Brief:
Using the listing below, return each line exactly as it reads.

(Supplied data begins)

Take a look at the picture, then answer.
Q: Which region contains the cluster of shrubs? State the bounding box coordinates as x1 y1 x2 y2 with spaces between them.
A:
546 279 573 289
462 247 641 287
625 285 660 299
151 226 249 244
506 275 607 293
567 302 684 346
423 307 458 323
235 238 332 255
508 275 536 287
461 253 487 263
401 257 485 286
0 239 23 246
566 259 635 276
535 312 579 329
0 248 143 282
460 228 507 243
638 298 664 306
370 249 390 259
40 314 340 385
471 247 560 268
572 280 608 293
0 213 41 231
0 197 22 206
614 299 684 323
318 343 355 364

(Supplied data ends)

Result below:
Take a look at the picture, then answer.
Q: Which region contains the cluster of shrubs? State the bounding box coordinates as x1 y1 x2 y2 with spaces between them.
A:
546 279 573 289
462 247 641 287
625 285 660 299
151 226 249 244
506 275 607 293
567 302 684 346
423 307 458 323
235 238 332 255
508 275 536 287
461 253 487 263
401 257 485 286
0 239 23 246
566 259 635 276
535 312 579 329
0 248 143 282
460 228 507 243
638 298 664 306
370 249 390 259
40 314 340 385
471 247 560 268
572 280 608 293
0 213 41 231
0 197 22 206
614 299 684 323
318 343 355 364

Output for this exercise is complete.